RECORDS SUPPLIED:
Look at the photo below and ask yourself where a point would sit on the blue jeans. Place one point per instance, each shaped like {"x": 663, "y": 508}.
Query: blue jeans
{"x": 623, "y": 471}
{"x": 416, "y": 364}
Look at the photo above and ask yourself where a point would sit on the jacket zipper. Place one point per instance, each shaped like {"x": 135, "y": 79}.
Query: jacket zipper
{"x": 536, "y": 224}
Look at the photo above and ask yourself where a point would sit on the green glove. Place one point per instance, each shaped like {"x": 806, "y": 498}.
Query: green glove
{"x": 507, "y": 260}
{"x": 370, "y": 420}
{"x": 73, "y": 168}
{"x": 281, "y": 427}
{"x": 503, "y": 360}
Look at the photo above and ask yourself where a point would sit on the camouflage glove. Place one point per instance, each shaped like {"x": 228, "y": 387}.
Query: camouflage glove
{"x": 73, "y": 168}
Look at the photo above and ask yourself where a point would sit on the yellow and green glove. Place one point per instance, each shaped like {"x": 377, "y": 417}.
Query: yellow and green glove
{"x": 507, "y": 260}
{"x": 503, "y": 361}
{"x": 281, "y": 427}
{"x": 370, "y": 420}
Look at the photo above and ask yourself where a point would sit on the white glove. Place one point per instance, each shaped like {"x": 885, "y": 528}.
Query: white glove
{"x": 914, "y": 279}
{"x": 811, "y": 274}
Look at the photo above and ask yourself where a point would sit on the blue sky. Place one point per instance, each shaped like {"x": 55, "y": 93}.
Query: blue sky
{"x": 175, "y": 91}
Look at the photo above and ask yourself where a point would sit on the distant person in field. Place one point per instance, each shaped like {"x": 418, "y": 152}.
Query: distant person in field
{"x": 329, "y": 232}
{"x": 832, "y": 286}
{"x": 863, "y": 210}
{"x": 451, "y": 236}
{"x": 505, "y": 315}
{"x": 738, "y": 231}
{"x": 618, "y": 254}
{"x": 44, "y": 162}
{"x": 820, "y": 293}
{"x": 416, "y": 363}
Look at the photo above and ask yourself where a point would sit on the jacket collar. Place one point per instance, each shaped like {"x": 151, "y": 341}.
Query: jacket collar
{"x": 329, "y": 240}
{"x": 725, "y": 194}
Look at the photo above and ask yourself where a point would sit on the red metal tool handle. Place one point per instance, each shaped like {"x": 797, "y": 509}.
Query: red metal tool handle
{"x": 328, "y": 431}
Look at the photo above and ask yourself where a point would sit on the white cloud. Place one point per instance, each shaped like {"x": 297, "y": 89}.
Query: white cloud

WHAT YOU WILL DO:
Reproduce the lines word for word, starting at the one holding "on the distant" and ending at the final line of the material above.

ANSWER TO THE EXERCISE:
Look at the photo above and ask yourself where a point would sit on the distant person in field. Place one point per instance, each shaped like {"x": 418, "y": 152}.
Query: distant person in field
{"x": 329, "y": 232}
{"x": 832, "y": 286}
{"x": 863, "y": 210}
{"x": 451, "y": 236}
{"x": 505, "y": 315}
{"x": 738, "y": 231}
{"x": 618, "y": 254}
{"x": 44, "y": 162}
{"x": 820, "y": 293}
{"x": 416, "y": 363}
Look at the photo above and ask yourself where a point would sit on the jacket collar. Place one point per instance, each shaped like {"x": 151, "y": 341}.
Query: jacket collar
{"x": 329, "y": 240}
{"x": 725, "y": 194}
Look at the photo above and ask yourself where a point would sit on the red metal tool handle. Place one point per instance, each shaped like {"x": 797, "y": 509}.
Query: red metal tool handle
{"x": 328, "y": 431}
Look at the photo above and ask yourself where a point would sit on the white cloud. Place one point per instance, each shaped like {"x": 297, "y": 89}.
Query: white cloud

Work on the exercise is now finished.